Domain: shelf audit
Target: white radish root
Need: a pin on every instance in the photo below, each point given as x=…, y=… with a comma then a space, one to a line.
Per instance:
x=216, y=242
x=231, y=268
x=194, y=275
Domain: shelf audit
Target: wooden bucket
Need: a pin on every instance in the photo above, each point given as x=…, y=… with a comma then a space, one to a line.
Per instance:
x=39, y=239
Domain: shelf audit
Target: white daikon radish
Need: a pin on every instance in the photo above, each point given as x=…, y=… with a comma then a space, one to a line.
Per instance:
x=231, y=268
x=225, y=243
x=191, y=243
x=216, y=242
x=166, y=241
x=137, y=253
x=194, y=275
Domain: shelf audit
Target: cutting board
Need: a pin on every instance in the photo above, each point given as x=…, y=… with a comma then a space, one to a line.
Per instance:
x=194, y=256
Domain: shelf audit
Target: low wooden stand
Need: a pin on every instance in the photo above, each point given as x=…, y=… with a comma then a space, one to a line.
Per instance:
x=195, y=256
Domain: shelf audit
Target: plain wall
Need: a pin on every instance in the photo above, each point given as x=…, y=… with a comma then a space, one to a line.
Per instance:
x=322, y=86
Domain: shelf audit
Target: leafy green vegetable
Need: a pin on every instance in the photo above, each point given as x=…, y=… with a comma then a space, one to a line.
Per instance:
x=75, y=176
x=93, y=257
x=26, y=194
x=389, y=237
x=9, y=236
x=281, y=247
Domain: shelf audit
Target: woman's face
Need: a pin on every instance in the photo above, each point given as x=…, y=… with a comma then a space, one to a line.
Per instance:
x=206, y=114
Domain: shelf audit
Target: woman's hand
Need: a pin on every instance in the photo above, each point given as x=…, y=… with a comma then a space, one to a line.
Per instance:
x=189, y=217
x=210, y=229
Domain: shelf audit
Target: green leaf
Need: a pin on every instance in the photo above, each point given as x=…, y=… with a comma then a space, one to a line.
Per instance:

──────

* [Exercise requirements]: Type out the records above again, exactly the same.

* [Answer for the task]:
Domain: shelf audit
Target: white radish root
Need: a pin on every instance in the photo below, each point given as x=…, y=… with a comma then a space, one to a line.
Per instance:
x=216, y=242
x=231, y=268
x=194, y=275
Domain: shelf audit
Target: wooden bucket
Need: a pin on every instance in the photo above, each point given as x=…, y=… with a comma then a space, one to a line.
Per instance:
x=39, y=239
Domain: shelf audit
Target: white daikon radish
Need: a pin on every instance in the photo above, each point given as x=…, y=… with a comma then a space, one to a line.
Per instance:
x=231, y=268
x=225, y=243
x=191, y=243
x=216, y=242
x=166, y=241
x=137, y=253
x=194, y=275
Domain: shelf audit
Target: cutting board
Need: a pin on every instance in the photo above, each point given as x=…, y=… with a comma then a space, one to a line.
Per instance:
x=194, y=256
Domain: shelf audit
Target: low wooden stand
Need: a pin on every instance in the photo above, each point given as x=…, y=… with a comma then a space, one to a line.
Per instance:
x=195, y=256
Domain: shelf audit
Target: plain wall
Need: a pin on every instance in the photo above, each point given as x=…, y=… with a comma then a space, one to a line.
Per instance:
x=322, y=86
Domain: shelf audit
Target: leafy green vegetable
Need: a pin on every instance in the photo above, each point given as x=…, y=… with a comma then a space, one to a line.
Per instance:
x=75, y=176
x=93, y=257
x=26, y=194
x=389, y=237
x=9, y=236
x=281, y=247
Domain: shelf audit
Target: woman's face
Need: a pin on every instance in the photo above, each point given as x=…, y=… with a comma then a space, one to a line.
Per instance:
x=206, y=114
Domain: shelf audit
Target: woman's hand
Need: a pin on every instance in the photo above, each point given as x=…, y=… with a comma then a space, one to a line.
Per instance:
x=189, y=217
x=210, y=229
Domain: shelf audit
Target: green leaf
Need: a pin on every instance in the photo above, each point given as x=…, y=… with a comma then a space, one to a line.
Per instance:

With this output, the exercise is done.